取り組む課題:
1. 中国の原子力についての文章のうち、「2015年6月、中国中核グル」から「げてきた。人民日報が伝えた。」までの部分を一字一句違えずに書き写してもらえますか。
2. 中国の原子力についての文章の続きを、最後の文の後から書いてもらえますか。

*** 提示された文章 ***

中国の原子力の海外進出を支える良好な安全性
人民日報記者 李潇

2015年6月、中国中核グループの技術専門家がスーダン水と電力部の官員に華竜1号技術を紹介
 中国の原子力事業の発展は新中国成立初期の中国科学院近代物理研究所の設立にまで遡ることができる。それから60年余り、数世代の科学者のたゆまぬ努力を経て、中国の原子力事業は輝かしい成果を挙げてきた。人民日報が伝えた。

 中国社会科学院米国研究所戦略研究室の樊吉社室長によると、原子力発電を例に取ると、現在中国で建設中の原子力発電所は世界最多であり、主に沿海地域に分布し、遼寧省、山東省、江蘇省、浙江省、福建省、広東省、広西省、海南省に及ぶ。

 中国は原発の数で世界トップだが、その安全性も非常に優れている。

 中国は安全で信頼できる原発プロジェクトに終始尽力している。2013年、日本の福島原発事故の発生後、中国国務院常務会議は国内の全ての原発と原子力施設に対する全面的な安全検査の実施を決定した。9カ月間の検査を経て、国家原子力安全局、国家エネルギー局、中国地震局が安全検査報告を提出した。中国の原発の安全性は確保されており、建設中の原発プロジェクトの質はコントロールできているというものだ。

*** 提供データ ***

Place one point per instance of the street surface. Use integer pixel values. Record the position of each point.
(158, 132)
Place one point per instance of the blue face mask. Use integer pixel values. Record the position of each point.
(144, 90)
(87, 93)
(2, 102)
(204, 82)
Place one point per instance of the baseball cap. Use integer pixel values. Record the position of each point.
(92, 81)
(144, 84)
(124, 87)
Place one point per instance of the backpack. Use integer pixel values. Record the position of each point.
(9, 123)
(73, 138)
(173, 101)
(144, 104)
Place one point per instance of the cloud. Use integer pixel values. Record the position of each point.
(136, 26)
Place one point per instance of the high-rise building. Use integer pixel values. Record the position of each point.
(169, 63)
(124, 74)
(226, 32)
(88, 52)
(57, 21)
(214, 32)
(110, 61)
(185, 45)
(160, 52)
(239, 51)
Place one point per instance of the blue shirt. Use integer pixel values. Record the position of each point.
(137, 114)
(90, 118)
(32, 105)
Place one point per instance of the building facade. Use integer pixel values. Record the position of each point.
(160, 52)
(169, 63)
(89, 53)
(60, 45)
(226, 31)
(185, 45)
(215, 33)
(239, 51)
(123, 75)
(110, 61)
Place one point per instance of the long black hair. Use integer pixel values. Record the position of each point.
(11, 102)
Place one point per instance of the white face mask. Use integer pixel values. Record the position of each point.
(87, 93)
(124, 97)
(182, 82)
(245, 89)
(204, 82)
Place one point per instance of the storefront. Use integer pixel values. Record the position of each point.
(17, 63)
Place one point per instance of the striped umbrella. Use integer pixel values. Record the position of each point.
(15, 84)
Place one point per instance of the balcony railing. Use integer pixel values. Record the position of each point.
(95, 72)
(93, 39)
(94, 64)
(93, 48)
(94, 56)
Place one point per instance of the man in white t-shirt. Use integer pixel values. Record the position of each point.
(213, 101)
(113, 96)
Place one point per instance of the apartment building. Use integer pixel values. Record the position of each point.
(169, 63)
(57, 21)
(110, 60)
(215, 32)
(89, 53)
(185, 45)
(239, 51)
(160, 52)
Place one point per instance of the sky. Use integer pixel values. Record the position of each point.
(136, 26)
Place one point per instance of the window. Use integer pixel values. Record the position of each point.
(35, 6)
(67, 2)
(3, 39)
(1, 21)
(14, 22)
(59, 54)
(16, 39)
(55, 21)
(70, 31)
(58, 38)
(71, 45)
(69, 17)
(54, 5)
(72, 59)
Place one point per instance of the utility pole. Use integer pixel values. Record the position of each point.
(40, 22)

***

課題の結果:
1.
2015年6月、中国中核グループの技術専門家がスーダン水と電力部の官員に華竜1号技術を紹介
 中国の原子力事業の発展は新中国成立初期の中国科学院近代物理研究所の設立にまで遡ることができる。それから60年余り、数世代の科学者のたゆまぬ努力を経て、中国の原子力事業は輝かしい成果を挙げてきた。人民日報が伝えた。

2.
 国務院新聞弁公室は今年1月、原子力に関する中国初の白書--「中国の原子力緊急対応」を発表した。国防科学技術工業局原子力緊急対応安全司長、国家原子力事故緊急対応弁公室副主任の姚斌氏によると、過去30年近くの間、原発の運用において2級以上の事故は起きていない。今後中国は引き続き原子力大国としての地位と社会・市民に対して責任を負う必要性に基づき、原子力の平和的利用という国際的責任を担い、良好な運用を継続する。

 中国が原発を発展させるのは主にクリーンエネルギーの開発と気候変動対策への考えに基づくものだ。樊吉社氏によると、中国は原発技術の普及に力を入れ、他国が安全でクリーンなエネルギーを獲得することを支援している。英国のNeil Renwick教授は人民日報の取材に「原発の発展において近年の中国の進展は顕著だ。多くの中国企業が海外進出し、安全な原発技術を世界各地に普及している」と指摘した。中国広核集団有限公司はフランス側と共同で英国の原発に投資し、総投資額は180億ポンドに上る。同プロジェクトはフランス側と中国企業の共同建設で、すでにEUの承認を得ている。また、中国広核集団有限公司はルーマニアとの原発開発協力、南アフリカでの原発開発協力でも合意している。

 中国政府の海外進出支援政策の下、中国の原発企業はすでにアルゼンチン、アルメニア、エジプト、イラン、カザフスタン、ケニア、トルコ、英国、パキスタン、南アフリカでプロジェクトを展開。技術や重要な部品を提供するだけでなく、人員、資金、核安全保障面でも支援を行っている。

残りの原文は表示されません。